§ Required actions
**a)** Would you return the stretch from "The point is" through "code without acknowledgement." in the discussion of signed scripts and CDNs, copied word for word?
**b)** Do these statements agree with the discussion of signed scripts and CDNs: (i) the writer trusts whatever CDN is in use, (ii) data signing keys can generally be kept on machines that don't face the internet, (iii) performant SSL implementations can keep their private key off internet-facing servers? Answer each yes or no and quote the deciding words.
**c)** Can you extend the discussion of signed scripts and CDNs onward from its last sentence?

The point is that with a signature you wouldn't have to change all the pages including the resource, but just sign the updated resource with the same key.
It's just a semantic question. Does a URL point to a specific version of a resource or does it point to whatever the server considers to be the resource at a given time.
It would seem more desirable to be able to point to a specific version, instead of allowing a third party to be able to insert implicitly trusted code without acknowledgement.
You're separating which third party can do that, which is useful. I don't think it's at all unusual or wrong for me to decide that, if I'm using minified jQuery, I trust the jQuery project signing key, but I don't really trust whatever CDN I'm using (or that I want the freedom to choose a CDN solely for technical performance and not for security infrastructure).
If that's not convincing, consider the case where it's my own JS. I don't trust myself to run a CDN; I don't trust a CDN with the ability to modify my code. This allows me to build a single-page app that has ridiculously long cache lifetimes (so my own server load is low), and hand the actual, changing code off to a CDN, but verify my own signature on the data.
If that's not convincing, consider that data signing keys can generally be kept on non-internet-facing machines (and you can airgap, use a HSM, whatever), but performant SSL implementations by definition have to have their private key be in memory on an internet-facing server.

§ Data below
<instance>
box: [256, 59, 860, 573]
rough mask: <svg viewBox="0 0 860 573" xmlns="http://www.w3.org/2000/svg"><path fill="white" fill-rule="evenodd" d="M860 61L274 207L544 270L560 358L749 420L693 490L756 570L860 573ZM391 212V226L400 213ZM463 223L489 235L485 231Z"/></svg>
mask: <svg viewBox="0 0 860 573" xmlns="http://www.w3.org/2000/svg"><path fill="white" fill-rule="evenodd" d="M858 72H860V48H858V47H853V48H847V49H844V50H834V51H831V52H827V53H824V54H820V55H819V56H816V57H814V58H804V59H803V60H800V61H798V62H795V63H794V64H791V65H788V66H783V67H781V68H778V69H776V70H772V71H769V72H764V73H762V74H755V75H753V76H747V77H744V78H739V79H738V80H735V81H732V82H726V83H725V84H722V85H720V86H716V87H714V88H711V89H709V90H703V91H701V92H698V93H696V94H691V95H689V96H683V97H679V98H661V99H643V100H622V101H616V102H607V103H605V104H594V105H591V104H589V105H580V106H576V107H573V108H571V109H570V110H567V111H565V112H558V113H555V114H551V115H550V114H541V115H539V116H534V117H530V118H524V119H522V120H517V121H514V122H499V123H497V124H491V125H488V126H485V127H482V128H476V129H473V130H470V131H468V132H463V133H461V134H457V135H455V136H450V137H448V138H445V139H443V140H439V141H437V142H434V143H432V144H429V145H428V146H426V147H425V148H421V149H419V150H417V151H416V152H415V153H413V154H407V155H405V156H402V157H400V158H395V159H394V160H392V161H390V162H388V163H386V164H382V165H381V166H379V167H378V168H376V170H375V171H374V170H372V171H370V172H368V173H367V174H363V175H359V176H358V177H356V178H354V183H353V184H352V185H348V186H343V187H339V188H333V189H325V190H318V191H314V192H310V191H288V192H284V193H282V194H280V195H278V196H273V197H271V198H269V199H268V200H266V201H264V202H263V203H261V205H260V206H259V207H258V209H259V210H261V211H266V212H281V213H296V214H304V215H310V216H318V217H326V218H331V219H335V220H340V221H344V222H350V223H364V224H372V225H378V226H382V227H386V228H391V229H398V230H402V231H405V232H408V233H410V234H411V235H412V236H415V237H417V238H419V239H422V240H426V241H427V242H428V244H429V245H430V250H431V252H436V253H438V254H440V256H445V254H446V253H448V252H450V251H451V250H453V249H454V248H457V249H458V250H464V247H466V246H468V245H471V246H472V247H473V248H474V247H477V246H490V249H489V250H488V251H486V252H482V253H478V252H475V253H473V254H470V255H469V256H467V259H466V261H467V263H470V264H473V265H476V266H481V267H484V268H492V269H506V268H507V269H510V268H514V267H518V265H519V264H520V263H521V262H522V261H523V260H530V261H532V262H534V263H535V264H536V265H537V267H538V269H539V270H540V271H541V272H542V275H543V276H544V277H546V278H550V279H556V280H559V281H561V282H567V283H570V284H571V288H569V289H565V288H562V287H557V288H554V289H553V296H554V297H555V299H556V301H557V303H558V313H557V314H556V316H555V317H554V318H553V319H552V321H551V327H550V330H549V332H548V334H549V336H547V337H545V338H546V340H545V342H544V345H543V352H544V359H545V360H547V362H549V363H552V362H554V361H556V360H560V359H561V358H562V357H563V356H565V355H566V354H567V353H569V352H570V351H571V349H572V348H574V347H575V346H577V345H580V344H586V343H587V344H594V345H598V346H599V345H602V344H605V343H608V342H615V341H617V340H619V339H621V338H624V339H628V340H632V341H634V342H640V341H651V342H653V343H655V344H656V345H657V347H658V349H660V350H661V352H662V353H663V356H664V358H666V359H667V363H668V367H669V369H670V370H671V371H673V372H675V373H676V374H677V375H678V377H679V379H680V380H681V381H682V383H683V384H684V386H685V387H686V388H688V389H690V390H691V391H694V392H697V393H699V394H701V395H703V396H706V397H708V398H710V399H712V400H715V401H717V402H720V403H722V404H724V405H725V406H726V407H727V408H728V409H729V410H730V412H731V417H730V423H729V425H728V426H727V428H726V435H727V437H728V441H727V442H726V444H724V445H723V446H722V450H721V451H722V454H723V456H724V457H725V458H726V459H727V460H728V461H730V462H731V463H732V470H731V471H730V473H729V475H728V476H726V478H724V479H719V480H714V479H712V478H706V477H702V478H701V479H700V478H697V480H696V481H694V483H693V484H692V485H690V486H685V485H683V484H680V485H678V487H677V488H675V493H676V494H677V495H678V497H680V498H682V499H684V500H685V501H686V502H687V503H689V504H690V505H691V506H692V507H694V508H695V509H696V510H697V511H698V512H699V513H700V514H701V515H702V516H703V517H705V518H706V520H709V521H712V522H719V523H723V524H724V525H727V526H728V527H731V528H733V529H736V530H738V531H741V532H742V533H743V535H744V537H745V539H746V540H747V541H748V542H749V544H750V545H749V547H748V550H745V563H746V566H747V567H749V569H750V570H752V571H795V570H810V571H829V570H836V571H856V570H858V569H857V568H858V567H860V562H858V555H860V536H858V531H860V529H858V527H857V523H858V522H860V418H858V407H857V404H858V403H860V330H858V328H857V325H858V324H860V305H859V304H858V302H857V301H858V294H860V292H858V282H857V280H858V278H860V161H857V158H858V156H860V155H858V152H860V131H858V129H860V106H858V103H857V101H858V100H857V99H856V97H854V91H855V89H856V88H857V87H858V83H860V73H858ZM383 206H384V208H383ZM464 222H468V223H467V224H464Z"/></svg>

§ Numbered answers
**a)**
The point is that with a signature you wouldn't have to change all the pages including the resource, but just sign the updated resource with the same key.
It's just a semantic question. Does a URL point to a specific version of a resource or does it point to whatever the server considers to be the resource at a given time.
It would seem more desirable to be able to point to a specific version, instead of allowing a third party to be able to insert implicitly trusted code without acknowledgement.

**b)**
(i) No: "but I don't really trust whatever CDN I'm using"
(ii) Yes: "data signing keys can generally be kept on non-internet-facing machines"
(iii) No: "performant SSL implementations by definition have to have their private key be in memory on an internet-facing server"

**c)**
That is all fine and it would cover many cases. However, someone other than you is still able to push code to your users without your acknowledgement (assuming you have trusted a third party key).
If you are already using a CDN, put your updated manifest (index.html) there as well.
>Yes, I want that. I just want to control which third parties I trust. That's why it's called a "trusted third party", not just a "third party."
I guess I just don't see why I would trust a library developer, but not a CDN. If you don't control the keys, you don't know who has them. (Although, I'd also argue that you don't even really know if you do control the keys)
>I'm not sure how this helps. Wouldn't this leave the index.html in the hands of the CDN, such that they are free to modify it?
I think you are right, as the system currently works index.html would not be safe. Currently you need a more dynamic system where the manifest is protected as well. A sidechannel (WebSockets, WebRTC) could be established to securely deliver updated manifests (which a lightweight client would translate into DOM operations).
> I guess I just don't see why I would trust a library developer, but not a CDN. If you don't control the keys, you don't know who has them. (Although, I'd also argue that you don't even really know if you do control the keys)
I'm not capable of running a CDN myself. So I have to trust someone. I might as well minimize the number of potential someones I trust; I claim that gives me a concrete benefit.
Since I'm not writing jQuery myself, I'm not minimizing it myself, and I'm certainly not minimizing it by hand, I do already have some trust in the jQuery project and their infrastructure. I don't currently have any trust in a CDN. If I'm going to move to using a CDN, I'd like a route with lets me put slightly more trust in the jQuery project (who I already trust to some extent) than in some completely new party.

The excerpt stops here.